Your instructions: Lay out the lines below as a Markdown table with the columns "Index" and "Content." Begin with the line containing "Trace the outline of every instance of the framed", continue through the line containing "12 51 L 32 82", and leave out any blank lines.
***** Record list
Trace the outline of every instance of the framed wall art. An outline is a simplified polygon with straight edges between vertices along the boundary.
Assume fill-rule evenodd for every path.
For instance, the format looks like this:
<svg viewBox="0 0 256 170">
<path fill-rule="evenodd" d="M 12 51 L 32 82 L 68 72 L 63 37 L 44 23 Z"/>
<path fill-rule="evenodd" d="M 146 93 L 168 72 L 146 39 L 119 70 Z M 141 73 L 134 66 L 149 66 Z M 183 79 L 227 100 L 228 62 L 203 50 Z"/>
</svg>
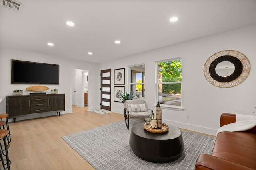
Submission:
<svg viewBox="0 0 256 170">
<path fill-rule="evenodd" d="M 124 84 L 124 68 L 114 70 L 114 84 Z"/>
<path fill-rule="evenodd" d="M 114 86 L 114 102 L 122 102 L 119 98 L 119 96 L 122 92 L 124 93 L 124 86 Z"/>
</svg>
**********
***** Record list
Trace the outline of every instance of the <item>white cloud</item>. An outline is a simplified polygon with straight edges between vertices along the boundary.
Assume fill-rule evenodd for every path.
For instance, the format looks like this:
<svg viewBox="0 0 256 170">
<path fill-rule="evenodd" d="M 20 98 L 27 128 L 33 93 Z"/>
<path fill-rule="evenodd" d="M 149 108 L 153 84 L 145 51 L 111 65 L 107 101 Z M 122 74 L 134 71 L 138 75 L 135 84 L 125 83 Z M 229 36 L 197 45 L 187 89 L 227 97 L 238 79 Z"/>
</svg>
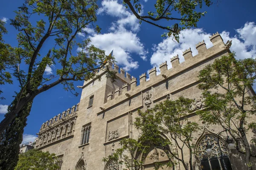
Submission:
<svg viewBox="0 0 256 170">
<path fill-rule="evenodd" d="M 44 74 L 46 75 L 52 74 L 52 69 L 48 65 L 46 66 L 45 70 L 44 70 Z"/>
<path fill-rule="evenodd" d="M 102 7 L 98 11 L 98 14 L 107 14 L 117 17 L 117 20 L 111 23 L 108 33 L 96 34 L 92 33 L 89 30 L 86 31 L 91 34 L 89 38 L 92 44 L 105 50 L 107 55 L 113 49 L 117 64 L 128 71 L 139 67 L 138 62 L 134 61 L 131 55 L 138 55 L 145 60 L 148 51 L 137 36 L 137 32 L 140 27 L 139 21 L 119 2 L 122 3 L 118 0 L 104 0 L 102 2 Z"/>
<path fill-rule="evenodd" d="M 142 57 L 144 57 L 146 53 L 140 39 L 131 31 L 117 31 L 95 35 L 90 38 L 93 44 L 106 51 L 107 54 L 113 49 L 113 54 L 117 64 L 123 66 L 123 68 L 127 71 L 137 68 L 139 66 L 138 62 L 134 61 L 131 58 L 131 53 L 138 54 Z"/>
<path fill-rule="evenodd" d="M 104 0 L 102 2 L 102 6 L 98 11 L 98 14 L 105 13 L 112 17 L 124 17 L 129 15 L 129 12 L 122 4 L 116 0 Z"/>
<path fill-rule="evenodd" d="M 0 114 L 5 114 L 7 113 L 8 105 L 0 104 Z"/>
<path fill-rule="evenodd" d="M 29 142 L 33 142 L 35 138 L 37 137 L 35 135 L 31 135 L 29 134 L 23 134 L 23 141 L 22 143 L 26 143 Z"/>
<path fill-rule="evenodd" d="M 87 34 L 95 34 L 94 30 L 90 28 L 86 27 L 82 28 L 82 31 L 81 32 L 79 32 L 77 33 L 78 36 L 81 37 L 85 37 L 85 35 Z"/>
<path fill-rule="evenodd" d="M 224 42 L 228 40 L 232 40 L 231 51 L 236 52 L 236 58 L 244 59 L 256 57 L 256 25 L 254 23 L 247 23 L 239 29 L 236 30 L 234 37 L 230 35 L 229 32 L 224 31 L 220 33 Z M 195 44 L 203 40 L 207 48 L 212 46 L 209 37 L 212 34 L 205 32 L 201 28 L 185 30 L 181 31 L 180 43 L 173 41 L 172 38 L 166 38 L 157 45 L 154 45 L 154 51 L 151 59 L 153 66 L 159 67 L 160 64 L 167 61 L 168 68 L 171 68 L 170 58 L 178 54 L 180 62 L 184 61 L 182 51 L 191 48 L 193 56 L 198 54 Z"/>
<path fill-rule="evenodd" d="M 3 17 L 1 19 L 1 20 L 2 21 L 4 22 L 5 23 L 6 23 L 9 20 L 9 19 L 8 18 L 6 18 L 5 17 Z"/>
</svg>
**********
Solved problem:
| Index | Content |
|---|---|
| 1 | Trace the outline of every instance of the framed wall art. An outline is a simplified polygon with straight edges between vertices along the boundary. |
| 2 | Assume fill-rule evenodd for every path. |
| 3 | For instance, the format looks like this: |
| 4 | <svg viewBox="0 0 256 170"> |
| 5 | <path fill-rule="evenodd" d="M 12 51 L 32 82 L 68 72 L 63 37 L 44 23 Z"/> |